> [Work required] Transcribe exactly the lines from the one containing "Query: balloon garland along stage edge" through the end of the entries, including both the first and the last, and nothing else.

------ Dataset

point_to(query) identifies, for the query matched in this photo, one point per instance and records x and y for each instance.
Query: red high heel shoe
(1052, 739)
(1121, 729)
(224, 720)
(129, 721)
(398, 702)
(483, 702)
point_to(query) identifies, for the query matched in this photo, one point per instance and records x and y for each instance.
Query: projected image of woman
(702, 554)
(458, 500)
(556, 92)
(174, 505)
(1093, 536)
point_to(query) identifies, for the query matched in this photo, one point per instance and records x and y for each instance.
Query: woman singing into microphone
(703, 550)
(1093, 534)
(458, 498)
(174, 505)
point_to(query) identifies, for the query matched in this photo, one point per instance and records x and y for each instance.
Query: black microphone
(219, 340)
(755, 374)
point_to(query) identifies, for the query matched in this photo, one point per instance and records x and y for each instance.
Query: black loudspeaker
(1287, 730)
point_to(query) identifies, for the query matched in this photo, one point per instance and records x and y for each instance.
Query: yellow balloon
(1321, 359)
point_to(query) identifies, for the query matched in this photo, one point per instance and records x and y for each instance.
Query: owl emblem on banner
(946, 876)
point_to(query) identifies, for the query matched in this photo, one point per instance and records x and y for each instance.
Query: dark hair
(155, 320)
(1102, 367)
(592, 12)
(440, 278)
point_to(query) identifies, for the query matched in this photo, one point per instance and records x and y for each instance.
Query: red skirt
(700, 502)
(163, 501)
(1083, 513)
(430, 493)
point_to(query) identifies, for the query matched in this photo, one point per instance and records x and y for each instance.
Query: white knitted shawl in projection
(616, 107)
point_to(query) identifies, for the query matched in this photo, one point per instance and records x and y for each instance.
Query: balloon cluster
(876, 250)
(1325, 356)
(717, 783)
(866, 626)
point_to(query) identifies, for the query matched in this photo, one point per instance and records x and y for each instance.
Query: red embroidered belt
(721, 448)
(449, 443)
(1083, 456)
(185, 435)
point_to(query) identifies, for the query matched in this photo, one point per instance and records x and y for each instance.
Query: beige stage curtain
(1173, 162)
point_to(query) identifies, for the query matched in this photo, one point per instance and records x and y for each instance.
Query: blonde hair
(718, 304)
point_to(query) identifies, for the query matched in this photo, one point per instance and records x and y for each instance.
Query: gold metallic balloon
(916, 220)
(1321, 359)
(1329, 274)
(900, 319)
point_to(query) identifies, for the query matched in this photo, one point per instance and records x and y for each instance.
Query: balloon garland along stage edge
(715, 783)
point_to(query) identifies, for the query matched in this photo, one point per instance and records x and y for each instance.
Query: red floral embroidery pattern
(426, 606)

------------

> [Solution to the problem]
Query: balloon garland along stage edge
(715, 783)
point_to(query) identifies, for the query matched in this photo, one point per instance and records x and y for each instance.
Query: red floral embroidery pattern
(426, 606)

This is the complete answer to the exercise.